Input material:
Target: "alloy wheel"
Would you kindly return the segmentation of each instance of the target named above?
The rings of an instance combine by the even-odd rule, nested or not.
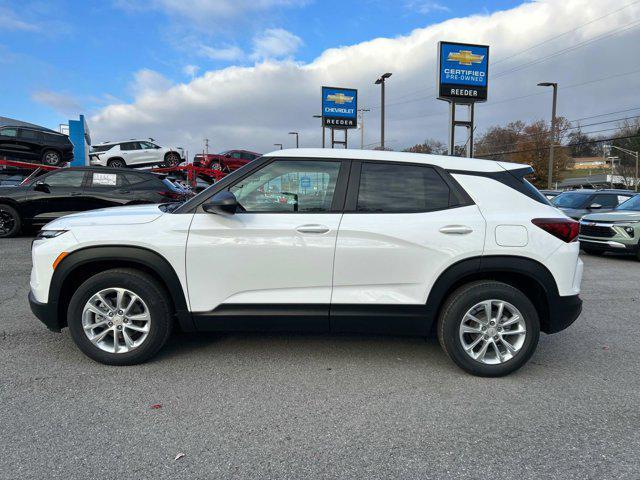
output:
[[[82,311],[85,335],[109,353],[127,353],[144,343],[151,327],[146,303],[125,288],[106,288],[93,295]]]
[[[459,329],[462,348],[477,362],[497,365],[511,360],[524,345],[527,328],[520,311],[503,300],[471,307]]]
[[[16,219],[6,210],[0,209],[0,235],[7,235],[16,226]]]
[[[44,156],[44,163],[47,165],[56,166],[60,162],[60,155],[56,152],[47,152]]]

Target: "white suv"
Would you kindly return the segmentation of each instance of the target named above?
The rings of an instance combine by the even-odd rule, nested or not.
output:
[[[145,167],[162,165],[173,167],[184,161],[179,147],[161,147],[152,140],[105,142],[91,147],[89,163],[103,167]]]
[[[267,154],[181,205],[49,223],[30,303],[107,364],[183,331],[437,333],[499,376],[580,314],[578,224],[525,165],[361,150]]]

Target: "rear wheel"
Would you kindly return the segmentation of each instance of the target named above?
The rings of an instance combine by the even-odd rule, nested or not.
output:
[[[499,377],[524,365],[538,344],[540,321],[520,290],[479,281],[453,292],[438,320],[438,340],[463,370]]]
[[[20,214],[9,205],[0,205],[0,238],[13,237],[20,233]]]
[[[42,163],[50,167],[57,167],[62,163],[62,155],[55,150],[45,150],[42,154]]]
[[[153,357],[172,327],[167,292],[133,269],[98,273],[69,303],[67,323],[85,355],[108,365],[134,365]]]
[[[125,168],[126,166],[126,162],[121,158],[112,158],[107,162],[107,167],[111,168]]]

Directions for this task:
Print out the whole of the material word for word, without pictures.

Result of this exercise:
Target: "alloy wheel"
Would you kindly return the segmentation of each instance of the target named above?
The rings of an instance combine by the even-odd rule, nested or not.
output:
[[[82,311],[85,335],[109,353],[127,353],[144,343],[151,327],[146,303],[125,288],[106,288],[93,295]]]
[[[459,329],[462,348],[477,362],[497,365],[511,360],[524,345],[527,328],[520,311],[503,300],[471,307]]]
[[[16,219],[6,210],[0,209],[0,235],[7,235],[16,226]]]
[[[44,156],[44,163],[47,165],[56,166],[60,162],[60,155],[56,152],[47,152]]]

Target: "white suv"
Would you kindly return the segmentation of each instance of the target named above?
The rings of an instance combine by the even-odd rule, nested or not.
output:
[[[145,167],[162,165],[173,167],[184,161],[179,147],[161,147],[152,140],[105,142],[91,147],[89,163],[103,167]]]
[[[267,154],[181,205],[49,223],[30,303],[107,364],[183,331],[437,333],[499,376],[580,314],[578,224],[525,165],[361,150]]]

Target: "rear wheel"
Would you kindly return the segmentation of each instance of the target named above?
The rings of an instance combine by the even-odd rule, nested or not.
output:
[[[499,377],[524,365],[538,344],[540,321],[520,290],[479,281],[453,292],[438,320],[438,340],[463,370]]]
[[[20,214],[9,205],[0,205],[0,238],[13,237],[20,233]]]
[[[42,163],[50,167],[57,167],[62,163],[62,155],[55,150],[45,150],[42,154]]]
[[[153,357],[172,327],[167,292],[133,269],[98,273],[69,303],[67,323],[85,355],[108,365],[134,365]]]
[[[125,168],[126,166],[126,162],[121,158],[112,158],[107,162],[107,167],[111,168]]]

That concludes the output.